Written task: Reproduce the following lines word for word, with nothing altered, added, or left out.

START Given records

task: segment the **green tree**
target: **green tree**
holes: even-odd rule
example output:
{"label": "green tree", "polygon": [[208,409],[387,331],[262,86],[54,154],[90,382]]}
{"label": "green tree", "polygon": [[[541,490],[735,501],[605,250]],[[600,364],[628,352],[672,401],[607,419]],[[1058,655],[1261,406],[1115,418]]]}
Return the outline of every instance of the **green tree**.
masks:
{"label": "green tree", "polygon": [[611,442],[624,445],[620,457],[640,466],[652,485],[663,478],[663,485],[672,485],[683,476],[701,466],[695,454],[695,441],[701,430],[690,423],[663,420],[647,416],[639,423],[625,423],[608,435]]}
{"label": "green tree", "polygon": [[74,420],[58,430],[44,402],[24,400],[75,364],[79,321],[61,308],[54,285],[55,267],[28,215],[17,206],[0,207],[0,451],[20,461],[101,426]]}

END Given records

Written reply:
task: segment the **green tree**
target: **green tree**
holes: even-odd rule
example output:
{"label": "green tree", "polygon": [[208,409],[387,331],[262,86],[54,154],[90,382]]}
{"label": "green tree", "polygon": [[[541,490],[735,501],[605,250]],[[600,364],[628,352],[672,401],[607,419]],[[1058,655],[1261,406],[1115,418]]]}
Return the outline of every instance of the **green tree**.
masks:
{"label": "green tree", "polygon": [[611,442],[624,445],[620,457],[640,466],[652,485],[663,478],[663,485],[672,485],[683,476],[701,466],[695,454],[695,441],[701,430],[690,423],[663,420],[647,416],[639,423],[625,423],[608,435]]}
{"label": "green tree", "polygon": [[74,420],[58,430],[44,402],[24,400],[75,364],[79,321],[61,308],[54,285],[55,267],[28,215],[17,206],[0,207],[0,451],[20,461],[101,426]]}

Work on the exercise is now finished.